=== Section Start ===

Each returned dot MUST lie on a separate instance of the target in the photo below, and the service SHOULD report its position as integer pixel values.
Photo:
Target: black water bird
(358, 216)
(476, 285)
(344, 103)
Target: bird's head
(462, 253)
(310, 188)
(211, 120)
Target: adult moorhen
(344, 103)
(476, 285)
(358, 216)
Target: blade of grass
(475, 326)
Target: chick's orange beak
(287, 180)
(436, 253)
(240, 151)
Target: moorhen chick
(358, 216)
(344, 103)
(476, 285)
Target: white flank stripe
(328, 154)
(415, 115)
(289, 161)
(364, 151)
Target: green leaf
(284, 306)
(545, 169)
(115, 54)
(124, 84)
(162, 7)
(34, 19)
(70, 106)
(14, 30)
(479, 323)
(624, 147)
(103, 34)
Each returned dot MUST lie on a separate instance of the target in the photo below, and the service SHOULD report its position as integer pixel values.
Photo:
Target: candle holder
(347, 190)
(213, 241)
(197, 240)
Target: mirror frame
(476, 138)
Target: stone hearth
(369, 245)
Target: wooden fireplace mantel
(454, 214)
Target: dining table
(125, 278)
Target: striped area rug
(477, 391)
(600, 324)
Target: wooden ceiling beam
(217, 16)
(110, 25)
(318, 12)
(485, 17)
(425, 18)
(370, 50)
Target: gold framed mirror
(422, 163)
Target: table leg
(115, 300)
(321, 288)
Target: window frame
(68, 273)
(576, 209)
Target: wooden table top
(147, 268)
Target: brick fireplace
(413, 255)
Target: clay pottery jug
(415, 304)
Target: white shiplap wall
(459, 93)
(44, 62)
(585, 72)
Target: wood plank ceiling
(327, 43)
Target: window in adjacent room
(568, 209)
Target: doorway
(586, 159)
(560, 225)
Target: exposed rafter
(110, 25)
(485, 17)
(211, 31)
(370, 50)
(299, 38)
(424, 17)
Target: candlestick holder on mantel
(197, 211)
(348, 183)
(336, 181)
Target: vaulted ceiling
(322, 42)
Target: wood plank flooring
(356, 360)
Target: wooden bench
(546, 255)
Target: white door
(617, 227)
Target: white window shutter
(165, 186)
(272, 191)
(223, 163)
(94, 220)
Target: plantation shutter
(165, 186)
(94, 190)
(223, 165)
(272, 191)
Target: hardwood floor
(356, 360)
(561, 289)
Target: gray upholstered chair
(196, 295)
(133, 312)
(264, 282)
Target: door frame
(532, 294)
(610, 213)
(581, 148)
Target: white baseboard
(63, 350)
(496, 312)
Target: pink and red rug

=== Section End ===

=== Activity ===
Nothing above should be left out. Print all the records exactly.

=== Solution to this task ===
Each returned dot MUST lie on a separate instance of the target in the photo below, and the service SHOULD report its position as integer pixel values.
Photo:
Target: black water bird
(358, 216)
(476, 285)
(344, 103)
Target: bird's head
(462, 253)
(310, 188)
(211, 120)
Target: adult moorhen
(344, 103)
(476, 285)
(358, 216)
Target: blade of grass
(475, 326)
Target: chick's orange beak
(287, 180)
(436, 253)
(240, 151)
Target: moorhen chick
(358, 216)
(344, 103)
(476, 285)
Target: white flank stripe
(328, 154)
(415, 115)
(289, 161)
(364, 151)
Target: green leaf
(284, 306)
(545, 169)
(115, 54)
(124, 84)
(162, 7)
(34, 19)
(70, 106)
(14, 30)
(479, 323)
(624, 147)
(103, 34)
Each returned dot MUST lie on a separate instance of the target in the photo below, and the service SHOULD report its position as integer pixel values.
Photo:
Target: candle holder
(347, 190)
(213, 241)
(197, 240)
Target: mirror frame
(476, 138)
Target: stone hearth
(369, 245)
Target: wooden fireplace mantel
(454, 214)
Target: dining table
(125, 278)
Target: striped area rug
(477, 391)
(600, 324)
Target: wooden ceiling beam
(217, 16)
(110, 25)
(318, 12)
(485, 17)
(425, 18)
(370, 50)
Target: gold framed mirror
(422, 163)
Target: table leg
(115, 300)
(321, 288)
Target: window frame
(68, 273)
(576, 209)
Target: wooden table top
(147, 268)
Target: brick fireplace
(413, 255)
Target: clay pottery jug
(415, 304)
Target: white shiplap wall
(459, 93)
(44, 62)
(585, 72)
Target: wood plank ceiling
(327, 43)
Target: window in adjacent room
(568, 209)
Target: doorway
(586, 159)
(560, 225)
Target: exposed rafter
(110, 25)
(485, 17)
(211, 31)
(370, 50)
(299, 38)
(424, 17)
Target: candlestick holder on mantel
(197, 211)
(348, 183)
(336, 181)
Target: vaulted ceiling
(322, 42)
Target: wood plank flooring
(356, 360)
Target: wooden bench
(546, 255)
Target: white door
(617, 227)
Target: white window shutter
(165, 186)
(272, 191)
(223, 163)
(94, 220)
Target: plantation shutter
(165, 186)
(94, 190)
(223, 165)
(272, 191)
Target: hardwood floor
(356, 360)
(561, 289)
Target: gray upholstered chair
(196, 295)
(133, 312)
(264, 282)
Target: door frame
(532, 294)
(610, 213)
(581, 148)
Target: white baseboard
(63, 350)
(496, 312)
Target: pink and red rug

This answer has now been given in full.